▸ **Page extract**
Intel® MPI Library
Get help with building, analyzing, optimizing, and scaling high-performance computing (HPC) applications.
2226 Discussions

Unable to run bstrap_proxy error with intel-oneapi-mpi on Ubuntu 22.04.1

RMK-lfmd
Beginner
459 Views

We are developing a simple cluster of two nodes PC8(master node) and PC9 (slave node).
A passwordless login is enabled from PC8 to PC9
We don't have any job scheduler at this stage.
Our OS is Ubuntu 22.04.1 LTS
We have shared /nfstest with NFS and successfuly mounted on PC8.
We copied the intel toolkit and vasp software to the shared directory.
Then we initialized the setvars.sh environment from both nodes individually.
After that we tried to run the vasp with the command mpirun -np 2 -host 10.0.0.8: -host 10.0.0.9: /nfstest/vasp/vasp.5.4.4/bin/vasp_std
But it failed with the following error. Can someone help us please?

▸ **Job A**
Which lines of the records below contain the string "moss"? Gather each of them as it stands.

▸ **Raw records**

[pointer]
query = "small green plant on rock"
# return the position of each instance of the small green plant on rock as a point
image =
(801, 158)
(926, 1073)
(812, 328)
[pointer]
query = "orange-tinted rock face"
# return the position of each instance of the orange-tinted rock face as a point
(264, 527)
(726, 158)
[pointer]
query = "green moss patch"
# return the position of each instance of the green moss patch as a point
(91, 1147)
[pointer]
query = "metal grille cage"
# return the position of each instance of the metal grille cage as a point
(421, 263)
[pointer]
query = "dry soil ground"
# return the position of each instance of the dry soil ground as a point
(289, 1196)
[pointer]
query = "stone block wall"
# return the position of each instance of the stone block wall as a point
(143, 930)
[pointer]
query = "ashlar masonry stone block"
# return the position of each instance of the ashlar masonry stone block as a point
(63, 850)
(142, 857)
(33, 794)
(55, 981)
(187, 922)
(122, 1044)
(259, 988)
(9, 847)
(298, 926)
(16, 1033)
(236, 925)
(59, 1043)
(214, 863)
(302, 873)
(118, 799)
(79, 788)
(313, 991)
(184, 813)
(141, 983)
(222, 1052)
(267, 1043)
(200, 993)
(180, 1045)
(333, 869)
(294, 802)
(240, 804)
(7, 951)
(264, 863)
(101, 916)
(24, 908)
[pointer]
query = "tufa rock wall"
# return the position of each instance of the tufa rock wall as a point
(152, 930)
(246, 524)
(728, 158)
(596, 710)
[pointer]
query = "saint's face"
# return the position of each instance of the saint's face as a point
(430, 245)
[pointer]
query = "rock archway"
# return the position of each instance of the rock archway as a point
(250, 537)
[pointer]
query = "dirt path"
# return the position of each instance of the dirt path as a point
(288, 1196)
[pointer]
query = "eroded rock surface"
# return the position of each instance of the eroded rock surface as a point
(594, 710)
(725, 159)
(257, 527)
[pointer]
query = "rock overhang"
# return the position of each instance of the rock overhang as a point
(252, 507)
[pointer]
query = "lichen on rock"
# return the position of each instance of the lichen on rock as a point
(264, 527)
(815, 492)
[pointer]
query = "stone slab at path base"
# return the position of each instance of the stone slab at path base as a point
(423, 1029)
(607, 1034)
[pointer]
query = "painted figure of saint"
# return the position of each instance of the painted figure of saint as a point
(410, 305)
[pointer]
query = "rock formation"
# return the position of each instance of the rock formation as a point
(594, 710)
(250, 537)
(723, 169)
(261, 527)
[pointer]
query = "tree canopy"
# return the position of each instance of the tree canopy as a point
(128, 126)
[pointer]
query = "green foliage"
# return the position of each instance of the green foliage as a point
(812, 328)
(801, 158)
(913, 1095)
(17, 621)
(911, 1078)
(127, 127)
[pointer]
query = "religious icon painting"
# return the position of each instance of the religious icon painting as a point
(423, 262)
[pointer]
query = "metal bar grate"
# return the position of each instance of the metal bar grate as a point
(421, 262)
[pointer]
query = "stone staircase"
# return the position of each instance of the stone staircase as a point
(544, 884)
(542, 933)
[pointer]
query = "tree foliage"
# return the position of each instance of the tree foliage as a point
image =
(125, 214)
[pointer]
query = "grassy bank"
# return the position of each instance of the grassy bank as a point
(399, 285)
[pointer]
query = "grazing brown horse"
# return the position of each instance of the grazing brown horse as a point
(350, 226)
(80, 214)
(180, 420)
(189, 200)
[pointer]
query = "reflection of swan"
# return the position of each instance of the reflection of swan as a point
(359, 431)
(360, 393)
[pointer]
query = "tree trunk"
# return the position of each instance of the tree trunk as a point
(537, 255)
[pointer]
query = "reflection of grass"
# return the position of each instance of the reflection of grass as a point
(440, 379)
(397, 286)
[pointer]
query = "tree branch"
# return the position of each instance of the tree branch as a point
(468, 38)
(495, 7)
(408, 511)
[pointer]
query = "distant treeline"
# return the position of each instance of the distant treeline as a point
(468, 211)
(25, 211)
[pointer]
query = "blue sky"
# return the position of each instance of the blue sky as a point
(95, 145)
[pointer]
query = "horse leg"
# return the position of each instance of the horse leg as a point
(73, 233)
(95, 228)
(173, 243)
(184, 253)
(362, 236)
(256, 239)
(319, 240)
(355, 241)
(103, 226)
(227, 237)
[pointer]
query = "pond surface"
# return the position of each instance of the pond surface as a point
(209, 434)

▸ **Job B**
Reproduce the entire MPI forum post above, word for word.

▸ **Solution A**
query = "green moss patch"
# return the position of each instance of the green moss patch as a point

▸ **Solution B**
Intel® MPI Library
Get help with building, analyzing, optimizing, and scaling high-performance computing (HPC) applications.
2226 Discussions

Unable to run bstrap_proxy error with intel-oneapi-mpi on Ubuntu 22.04.1

RMK-lfmd
Beginner
459 Views

We are developing a simple cluster of two nodes PC8(master node) and PC9 (slave node).
A passwordless login is enabled from PC8 to PC9
We don't have any job scheduler at this stage.
Our OS is Ubuntu 22.04.1 LTS
We have shared /nfstest with NFS and successfuly mounted on PC8.
We copied the intel toolkit and vasp software to the shared directory.
Then we initialized the setvars.sh environment from both nodes individually.
After that we tried to run the vasp with the command mpirun -np 2 -host 10.0.0.8: -host 10.0.0.9: /nfstest/vasp/vasp.5.4.4/bin/vasp_std
But it failed with the following error. Can someone help us please?